THE TASK → Rewrite the records below, changing every "bounding box" to "rectangle" and leaving everything else the same. Omit the pictures from your version.

INPUT RECORDS →
=-=-=
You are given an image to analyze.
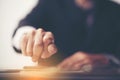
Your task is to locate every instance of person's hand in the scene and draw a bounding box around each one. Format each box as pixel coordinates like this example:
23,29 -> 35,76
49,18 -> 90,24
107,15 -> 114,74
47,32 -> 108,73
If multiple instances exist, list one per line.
58,52 -> 108,70
20,28 -> 57,62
=-=-=
CORRECT OUTPUT →
You are given an image to analyze.
Your task is to locate every instance of person's hand in the scene and draw a rectangle around each one. Format each box as pixel coordinates like this example:
23,29 -> 35,76
49,18 -> 90,24
107,15 -> 114,74
47,32 -> 108,73
If multiple instances exist, list one per line.
58,52 -> 108,70
20,28 -> 57,62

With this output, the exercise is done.